TEXT SECTION:

# CA  problem



## Jamie (Nov 2, 2006)

I'm finishing big Panache blanks with CA. The first blank I took off was glued (more than normal) to the bushing. I did get it off with an xacto knife but it was not easy. Has anyone ever tried to put a thin layer of bee's wax, or similar, between the bushing and the blank? If so, did it work? The knurled nut did come loose at some point. That may be the cause of the problem but it seems like a little wax would help anyway. I have 5 more to do and would appreciate any feedback on this subject. Thanks.


----------



## its_virgil (Nov 2, 2006)

Waxing the bushings will help. Wax paper between the bushing and the blank will help. Medium CA will not wick where you don't want it. Using less CA and applying several coats will help. I very rarely have problems with CA gluing things together. Guess my time is coming.  I don't wax the busings or use wax paper or do anything special. Develop a techinque to not get the glue where it is not wanted. It can be done.
Do a good turn daily!
Don


> _Originally posted by Jamie_
> <br />I'm finishing big Panache blanks with CA. The first blank I took off was glued (more than normal) to the bushing. I did get it off with an xacto knife but it was not easy. Has anyone ever tried to put a thin layer of bee's wax, or similar, between the bushing and the blank? If so, did it work? The knurled nut did come loose at some point. That may be the cause of the problem but it seems like a little wax would help anyway. I have 5 more to do and would appreciate any feedback on this subject. Thanks.


----------



## ctEaglesc (Nov 2, 2006)

The bnushings are designed to mate with a flat surface,The purpaose of a pen mill is to make the end of the blank flush to the tube.
Wax paer definately reduses the possibility of teh bushing getting glued to the blank.
I use mostly thin CA to stabilize and seal while turning and sanding.
CA has a lousy "shear" strength.If you clean the CA off the bushing right at the jooint of the end of the blank you shouldn't have any problem removing it.It may take a "rocking" motion to "break" it free.
One more thing.If you don't remove the CA at the point where the blank meets the bushing you may run into the situation where you will"peel" the finish of the pen.(DAMHIKT)[]


----------



## Jamie (Nov 2, 2006)

Thanks for the advice. The big end of the Panache is over 3/4" in diameter and I may not be getting perfectly true mating edges although they look good. I'll try a piece of waxed paper, that should fill in a couple thousands of gap as well as form a barrier.


----------



## ctEaglesc (Nov 2, 2006)

YOUR TASKS:
A. Duplicate the part of the CA thread that opens with the words containing "CA has a lousy" and closes with "form a barrier.".
B. Summarize the CA thread in two sentences.

DATA SUPPLIED:
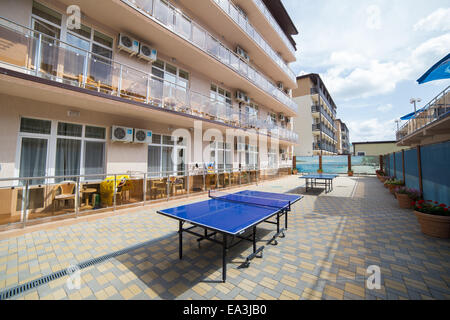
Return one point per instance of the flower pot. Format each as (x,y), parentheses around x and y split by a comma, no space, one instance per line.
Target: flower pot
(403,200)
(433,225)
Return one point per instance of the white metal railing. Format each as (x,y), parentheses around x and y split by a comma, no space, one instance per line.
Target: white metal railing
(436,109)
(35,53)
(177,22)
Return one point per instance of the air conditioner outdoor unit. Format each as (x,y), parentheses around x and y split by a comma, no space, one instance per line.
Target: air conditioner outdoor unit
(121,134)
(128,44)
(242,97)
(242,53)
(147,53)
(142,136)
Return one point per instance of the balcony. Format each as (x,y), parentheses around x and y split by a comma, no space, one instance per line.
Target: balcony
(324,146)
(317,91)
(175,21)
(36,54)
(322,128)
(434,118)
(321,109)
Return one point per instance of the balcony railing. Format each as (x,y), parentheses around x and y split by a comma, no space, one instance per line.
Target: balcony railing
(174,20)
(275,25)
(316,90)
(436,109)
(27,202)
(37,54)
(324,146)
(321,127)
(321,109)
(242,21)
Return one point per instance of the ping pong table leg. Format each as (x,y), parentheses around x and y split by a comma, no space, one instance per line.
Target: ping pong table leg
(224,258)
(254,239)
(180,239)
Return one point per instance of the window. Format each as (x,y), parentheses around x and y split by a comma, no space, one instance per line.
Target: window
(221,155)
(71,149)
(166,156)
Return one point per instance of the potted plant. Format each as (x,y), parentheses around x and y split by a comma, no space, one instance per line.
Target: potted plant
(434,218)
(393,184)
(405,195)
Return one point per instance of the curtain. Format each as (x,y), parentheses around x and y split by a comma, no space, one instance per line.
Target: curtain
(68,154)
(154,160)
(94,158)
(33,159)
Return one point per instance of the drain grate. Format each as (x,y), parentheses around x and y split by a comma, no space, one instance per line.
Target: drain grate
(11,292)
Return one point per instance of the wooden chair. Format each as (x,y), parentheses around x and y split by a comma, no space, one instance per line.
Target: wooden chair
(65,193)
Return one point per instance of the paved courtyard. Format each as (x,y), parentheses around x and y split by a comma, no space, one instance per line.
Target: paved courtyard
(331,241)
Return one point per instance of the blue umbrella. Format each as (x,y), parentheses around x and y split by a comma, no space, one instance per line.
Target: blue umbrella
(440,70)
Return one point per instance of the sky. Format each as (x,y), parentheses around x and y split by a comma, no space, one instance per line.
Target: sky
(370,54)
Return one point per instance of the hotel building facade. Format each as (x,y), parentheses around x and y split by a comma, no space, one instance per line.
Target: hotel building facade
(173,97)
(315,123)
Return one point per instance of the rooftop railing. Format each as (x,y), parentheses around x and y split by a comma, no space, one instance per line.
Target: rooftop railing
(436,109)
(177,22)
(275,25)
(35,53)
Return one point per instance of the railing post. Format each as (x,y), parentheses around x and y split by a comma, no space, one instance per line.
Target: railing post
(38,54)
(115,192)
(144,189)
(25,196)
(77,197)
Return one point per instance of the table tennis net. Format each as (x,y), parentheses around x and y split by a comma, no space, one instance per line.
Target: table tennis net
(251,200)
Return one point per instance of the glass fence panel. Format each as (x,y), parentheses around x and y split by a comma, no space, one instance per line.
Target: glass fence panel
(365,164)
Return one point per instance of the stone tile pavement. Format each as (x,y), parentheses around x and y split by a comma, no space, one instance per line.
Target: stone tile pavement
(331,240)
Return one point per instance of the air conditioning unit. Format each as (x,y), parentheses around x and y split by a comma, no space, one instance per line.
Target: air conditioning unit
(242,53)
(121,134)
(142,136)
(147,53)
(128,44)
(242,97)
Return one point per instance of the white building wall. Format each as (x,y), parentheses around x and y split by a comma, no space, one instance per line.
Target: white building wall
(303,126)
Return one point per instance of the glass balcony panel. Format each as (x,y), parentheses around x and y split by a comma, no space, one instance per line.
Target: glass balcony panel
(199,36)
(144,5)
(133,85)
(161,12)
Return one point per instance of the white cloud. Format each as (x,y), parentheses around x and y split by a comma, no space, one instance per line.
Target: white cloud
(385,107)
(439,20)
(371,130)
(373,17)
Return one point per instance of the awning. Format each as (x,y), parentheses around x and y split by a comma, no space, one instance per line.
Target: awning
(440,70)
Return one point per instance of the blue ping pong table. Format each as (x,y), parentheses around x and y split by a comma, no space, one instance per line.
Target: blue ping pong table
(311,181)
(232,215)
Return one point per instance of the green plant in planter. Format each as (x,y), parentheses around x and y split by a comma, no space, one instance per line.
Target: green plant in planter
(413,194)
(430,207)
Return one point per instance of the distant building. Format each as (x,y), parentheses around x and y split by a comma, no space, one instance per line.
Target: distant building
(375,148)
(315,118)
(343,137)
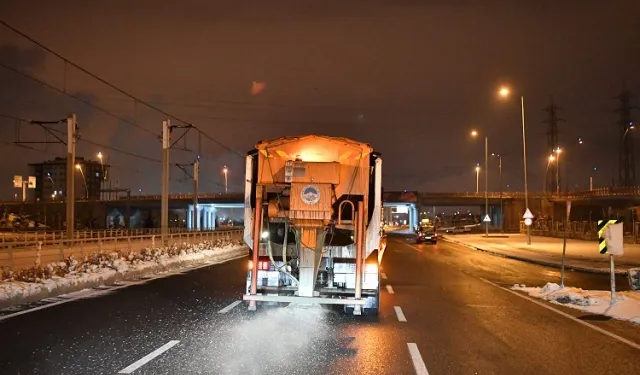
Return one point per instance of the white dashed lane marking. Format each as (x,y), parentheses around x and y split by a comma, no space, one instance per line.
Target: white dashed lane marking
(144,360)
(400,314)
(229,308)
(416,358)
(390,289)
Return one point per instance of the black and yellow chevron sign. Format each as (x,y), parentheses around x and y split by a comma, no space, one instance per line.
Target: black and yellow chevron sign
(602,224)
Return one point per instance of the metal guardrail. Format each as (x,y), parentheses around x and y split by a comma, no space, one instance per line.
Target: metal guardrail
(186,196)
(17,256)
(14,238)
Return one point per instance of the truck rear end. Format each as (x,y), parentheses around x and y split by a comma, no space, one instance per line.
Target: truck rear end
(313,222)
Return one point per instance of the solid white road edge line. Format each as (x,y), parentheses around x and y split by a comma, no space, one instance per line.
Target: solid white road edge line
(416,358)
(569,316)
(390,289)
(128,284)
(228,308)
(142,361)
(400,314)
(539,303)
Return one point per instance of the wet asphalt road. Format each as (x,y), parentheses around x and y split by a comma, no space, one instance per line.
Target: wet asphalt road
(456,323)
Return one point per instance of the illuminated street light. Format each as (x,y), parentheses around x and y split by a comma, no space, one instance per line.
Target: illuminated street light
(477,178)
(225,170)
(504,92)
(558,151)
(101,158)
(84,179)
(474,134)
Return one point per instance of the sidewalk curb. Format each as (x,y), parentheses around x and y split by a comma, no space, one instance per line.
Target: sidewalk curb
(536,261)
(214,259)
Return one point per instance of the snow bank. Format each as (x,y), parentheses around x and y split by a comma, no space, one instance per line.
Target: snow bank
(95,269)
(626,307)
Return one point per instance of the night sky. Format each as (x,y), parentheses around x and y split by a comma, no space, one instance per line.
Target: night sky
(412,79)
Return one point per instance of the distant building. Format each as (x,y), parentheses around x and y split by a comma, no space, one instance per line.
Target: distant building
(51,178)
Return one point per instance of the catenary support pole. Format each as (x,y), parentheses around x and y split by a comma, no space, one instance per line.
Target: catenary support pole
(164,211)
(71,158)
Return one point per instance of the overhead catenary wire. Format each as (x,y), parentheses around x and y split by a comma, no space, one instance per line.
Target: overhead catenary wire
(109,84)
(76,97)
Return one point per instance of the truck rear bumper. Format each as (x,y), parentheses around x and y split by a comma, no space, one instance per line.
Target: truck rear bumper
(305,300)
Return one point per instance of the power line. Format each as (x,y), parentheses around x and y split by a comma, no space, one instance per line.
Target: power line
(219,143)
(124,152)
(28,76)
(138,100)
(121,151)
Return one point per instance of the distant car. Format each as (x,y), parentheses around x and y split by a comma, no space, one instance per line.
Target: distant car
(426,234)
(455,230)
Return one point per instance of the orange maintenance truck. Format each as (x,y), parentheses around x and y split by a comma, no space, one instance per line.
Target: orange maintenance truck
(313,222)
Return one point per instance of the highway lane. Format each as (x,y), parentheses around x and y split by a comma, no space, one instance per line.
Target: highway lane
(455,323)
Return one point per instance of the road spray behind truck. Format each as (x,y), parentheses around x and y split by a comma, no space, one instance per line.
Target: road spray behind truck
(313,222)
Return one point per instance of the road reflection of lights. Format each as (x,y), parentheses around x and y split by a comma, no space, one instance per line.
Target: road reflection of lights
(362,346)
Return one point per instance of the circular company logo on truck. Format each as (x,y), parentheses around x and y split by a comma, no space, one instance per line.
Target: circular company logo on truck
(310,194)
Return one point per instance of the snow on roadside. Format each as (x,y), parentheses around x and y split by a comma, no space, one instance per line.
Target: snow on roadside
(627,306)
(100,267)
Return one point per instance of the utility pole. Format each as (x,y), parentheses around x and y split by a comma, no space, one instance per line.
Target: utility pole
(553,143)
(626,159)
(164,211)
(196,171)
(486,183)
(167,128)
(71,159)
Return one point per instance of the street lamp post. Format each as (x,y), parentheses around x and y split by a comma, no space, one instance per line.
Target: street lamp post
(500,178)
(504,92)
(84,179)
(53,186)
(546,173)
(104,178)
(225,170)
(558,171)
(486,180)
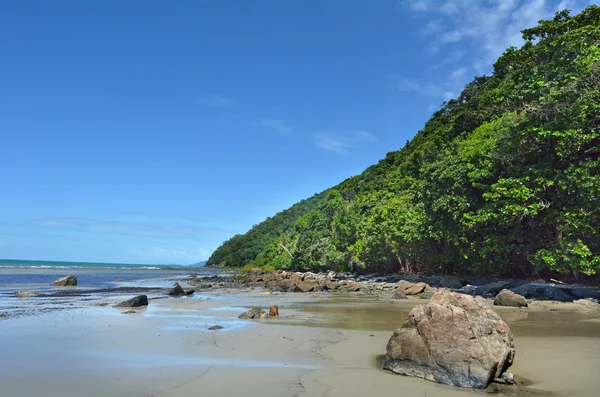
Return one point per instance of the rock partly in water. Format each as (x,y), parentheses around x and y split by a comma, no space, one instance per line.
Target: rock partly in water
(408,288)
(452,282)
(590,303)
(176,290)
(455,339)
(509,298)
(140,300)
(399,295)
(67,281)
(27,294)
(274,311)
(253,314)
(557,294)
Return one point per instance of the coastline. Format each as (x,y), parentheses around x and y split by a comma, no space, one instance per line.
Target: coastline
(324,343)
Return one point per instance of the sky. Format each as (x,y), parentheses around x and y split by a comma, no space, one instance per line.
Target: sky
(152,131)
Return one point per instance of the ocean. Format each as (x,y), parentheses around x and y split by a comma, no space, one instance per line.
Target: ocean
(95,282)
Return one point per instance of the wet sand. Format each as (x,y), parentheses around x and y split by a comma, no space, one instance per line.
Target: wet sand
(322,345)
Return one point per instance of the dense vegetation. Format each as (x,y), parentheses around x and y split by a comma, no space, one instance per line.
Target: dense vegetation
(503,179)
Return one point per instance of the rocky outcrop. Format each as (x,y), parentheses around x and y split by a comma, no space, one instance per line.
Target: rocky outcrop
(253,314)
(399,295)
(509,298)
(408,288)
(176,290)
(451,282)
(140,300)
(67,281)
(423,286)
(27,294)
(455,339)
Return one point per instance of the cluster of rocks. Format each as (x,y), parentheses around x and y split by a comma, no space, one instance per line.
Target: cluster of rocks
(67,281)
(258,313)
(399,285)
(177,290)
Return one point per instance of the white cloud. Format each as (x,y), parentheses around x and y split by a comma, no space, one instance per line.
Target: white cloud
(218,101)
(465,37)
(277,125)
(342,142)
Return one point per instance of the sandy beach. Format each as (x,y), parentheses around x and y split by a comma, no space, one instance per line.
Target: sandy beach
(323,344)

...

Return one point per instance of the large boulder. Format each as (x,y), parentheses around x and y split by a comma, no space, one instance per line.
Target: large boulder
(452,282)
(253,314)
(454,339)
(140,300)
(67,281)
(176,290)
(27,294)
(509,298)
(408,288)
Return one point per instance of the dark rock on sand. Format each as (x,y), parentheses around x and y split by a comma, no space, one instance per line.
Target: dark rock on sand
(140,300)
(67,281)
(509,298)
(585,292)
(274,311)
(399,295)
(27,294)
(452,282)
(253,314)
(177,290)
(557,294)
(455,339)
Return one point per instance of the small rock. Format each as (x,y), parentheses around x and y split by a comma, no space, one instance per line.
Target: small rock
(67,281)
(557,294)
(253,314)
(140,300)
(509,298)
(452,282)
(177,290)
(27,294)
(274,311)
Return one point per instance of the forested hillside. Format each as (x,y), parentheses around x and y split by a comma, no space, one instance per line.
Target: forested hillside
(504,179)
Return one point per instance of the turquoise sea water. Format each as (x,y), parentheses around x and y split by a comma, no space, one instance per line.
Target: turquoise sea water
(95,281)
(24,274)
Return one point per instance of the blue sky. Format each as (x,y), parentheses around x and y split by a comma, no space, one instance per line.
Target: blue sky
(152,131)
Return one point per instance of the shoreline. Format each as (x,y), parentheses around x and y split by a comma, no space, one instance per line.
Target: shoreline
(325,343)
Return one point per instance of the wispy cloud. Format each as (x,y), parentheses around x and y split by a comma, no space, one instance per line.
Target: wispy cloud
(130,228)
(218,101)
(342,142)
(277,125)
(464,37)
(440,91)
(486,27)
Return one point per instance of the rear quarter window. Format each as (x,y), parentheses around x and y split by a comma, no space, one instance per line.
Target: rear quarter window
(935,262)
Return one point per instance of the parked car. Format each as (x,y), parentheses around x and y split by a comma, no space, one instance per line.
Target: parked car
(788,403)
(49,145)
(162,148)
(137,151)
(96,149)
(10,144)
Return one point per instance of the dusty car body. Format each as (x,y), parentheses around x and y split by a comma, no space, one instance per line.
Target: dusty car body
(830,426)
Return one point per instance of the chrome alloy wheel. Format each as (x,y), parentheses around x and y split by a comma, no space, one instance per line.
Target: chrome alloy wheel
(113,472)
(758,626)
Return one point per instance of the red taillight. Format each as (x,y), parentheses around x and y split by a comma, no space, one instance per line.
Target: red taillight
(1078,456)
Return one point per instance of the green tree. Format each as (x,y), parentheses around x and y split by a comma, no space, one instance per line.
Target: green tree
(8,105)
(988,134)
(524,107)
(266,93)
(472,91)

SOLUTIONS BY TASK:
A.
CA has a lousy "shear" strength.If you clean the CA off the bushing right at the jooint of the end of the blank you shouldn't have any problem removing it.It may take a "rocking" motion to "break" it free.
One more thing.If you don't remove the CA at the point where the blank meets the bushing you may run into the situation where you will"peel" the finish of the pen.(DAMHIKT)[]


----------



## Jamie (Nov 2, 2006)

Thanks for the advice. The big end of the Panache is over 3/4" in diameter and I may not be getting perfectly true mating edges although they look good. I'll try a piece of waxed paper, that should fill in a couple thousands of gap as well as form a barrier.

B. A poster finishing large Panache blanks with CA found the first blank glued to the bushing and asked whether a thin layer of wax between the bushing and the blank would help. Replies said that waxing the bushings or using wax paper helps, as do using medium CA, using less CA in several coats, and cleaning the CA off at the joint where the blank meets the bushing, and the poster planned to try waxed paper.